Stored entries:
*-*-*

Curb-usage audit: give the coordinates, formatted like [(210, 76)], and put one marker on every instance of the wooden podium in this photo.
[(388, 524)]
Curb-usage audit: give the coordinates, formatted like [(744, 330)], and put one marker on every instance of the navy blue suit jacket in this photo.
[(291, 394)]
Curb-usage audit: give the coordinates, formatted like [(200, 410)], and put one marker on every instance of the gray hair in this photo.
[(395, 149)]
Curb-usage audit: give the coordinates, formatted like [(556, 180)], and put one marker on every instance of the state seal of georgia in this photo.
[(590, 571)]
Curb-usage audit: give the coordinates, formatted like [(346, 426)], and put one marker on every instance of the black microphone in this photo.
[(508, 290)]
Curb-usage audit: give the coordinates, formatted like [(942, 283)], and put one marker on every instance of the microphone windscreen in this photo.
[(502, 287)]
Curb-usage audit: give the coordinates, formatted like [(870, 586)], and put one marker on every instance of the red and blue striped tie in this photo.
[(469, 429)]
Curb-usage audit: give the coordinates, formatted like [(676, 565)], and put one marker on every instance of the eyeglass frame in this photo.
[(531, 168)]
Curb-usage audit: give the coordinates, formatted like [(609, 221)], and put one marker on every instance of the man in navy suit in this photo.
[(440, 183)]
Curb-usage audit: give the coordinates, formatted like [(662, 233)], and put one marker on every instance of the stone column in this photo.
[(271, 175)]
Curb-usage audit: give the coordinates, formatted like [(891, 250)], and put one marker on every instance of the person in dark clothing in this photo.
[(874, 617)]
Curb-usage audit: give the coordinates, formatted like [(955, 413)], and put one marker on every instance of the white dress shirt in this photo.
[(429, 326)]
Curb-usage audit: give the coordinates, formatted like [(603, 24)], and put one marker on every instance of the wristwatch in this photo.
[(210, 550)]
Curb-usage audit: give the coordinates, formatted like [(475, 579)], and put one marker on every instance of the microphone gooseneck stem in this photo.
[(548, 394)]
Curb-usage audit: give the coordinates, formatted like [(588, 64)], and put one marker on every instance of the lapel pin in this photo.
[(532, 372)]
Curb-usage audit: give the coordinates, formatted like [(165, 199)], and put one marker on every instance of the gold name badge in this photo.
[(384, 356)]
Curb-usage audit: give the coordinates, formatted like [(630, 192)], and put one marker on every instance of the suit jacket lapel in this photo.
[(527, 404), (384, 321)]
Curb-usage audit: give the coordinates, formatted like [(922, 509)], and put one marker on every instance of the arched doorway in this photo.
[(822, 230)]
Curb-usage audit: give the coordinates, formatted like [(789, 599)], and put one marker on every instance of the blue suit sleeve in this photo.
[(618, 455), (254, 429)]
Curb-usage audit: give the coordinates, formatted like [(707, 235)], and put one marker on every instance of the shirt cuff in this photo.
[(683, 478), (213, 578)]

*-*-*

### Exercise objective
With no line skipped, repeat the records exactly.

### Exercise solution
Curb-usage audit: give the coordinates, formatted like [(210, 76)], and put one marker on every instance of the wooden podium in this photo.
[(388, 524)]
Curb-usage audit: give the coordinates, formatted like [(744, 330)], and put one marker on every instance of the navy blue suit jacket in this photo.
[(291, 394)]
Curb-usage audit: give the coordinates, formatted like [(200, 410)], and put one marker on every instance of the gray hair in this photo.
[(395, 149)]
Curb-usage audit: give the coordinates, formatted like [(556, 180)], and put one marker on every instance of the state seal of georgia in this photo.
[(590, 571)]
Curb-usage audit: give the coordinates, formatted like [(346, 426)], and put one marker on every instance of the black microphone in this photo.
[(508, 290)]
Curb-usage audit: give the coordinates, formatted like [(942, 283)], and put one marker on every instance of the microphone windscreen in this photo.
[(502, 287)]
Curb-usage audit: give the coordinates, formatted like [(870, 586)], and put one marker on every instance of the red and blue striped tie in this photo.
[(469, 429)]
Curb-usage audit: give the coordinates, formatted like [(676, 565)], and put one marker on every instance of the eyeglass frame in this photo.
[(531, 168)]
Curb-usage audit: give the coordinates, formatted like [(609, 221)], and put one marker on every instance of the man in navy suit in this photo.
[(440, 183)]
Curb-usage audit: give the coordinates, formatted like [(662, 233)], and put one marker on every instance of the stone column in this photo.
[(271, 175)]
Curb-usage audit: give the coordinates, formatted like [(891, 250)], and put one marker on every instance of the person in dark clothing in this photo.
[(874, 617)]
Curb-usage audit: give the coordinates, formatted like [(955, 413)], and put one marker on every instance of the white dress shirt in this photo.
[(429, 326)]
Curb-usage audit: give the coordinates, formatted like [(603, 24)], and put one marker on every instance of the wristwatch in this photo.
[(210, 550)]
Curb-usage audit: give the coordinates, formatted like [(475, 579)], and put one marker on every instance of the microphone gooseneck stem in this photo.
[(548, 394)]
Curb-usage audit: give the coordinates, formatted like [(588, 64)], and put one marker on every instance of the lapel pin in this photo.
[(532, 372)]
Curb-usage audit: give the coordinates, formatted like [(165, 199)], and put one marker on every instance of the gold name badge in this photo.
[(384, 356)]
Curb-usage audit: give the coordinates, formatted like [(630, 192)], and put one marker on every instance of the suit jacket lapel in this photo.
[(527, 404), (384, 321)]
Curb-usage audit: give the coordinates, formatted like [(922, 509)], and put one marker on every instance of the arched doorway in this photo.
[(822, 230)]
Curb-usage audit: give the coordinates, formatted like [(789, 599)], and put one marker on every instance of the blue suit sleeve in this photo.
[(618, 455), (254, 429)]
Curb-usage audit: give the coordinates, formatted like [(707, 235)], and put one marker on every instance of the shirt cuff in this photo.
[(683, 478), (213, 578)]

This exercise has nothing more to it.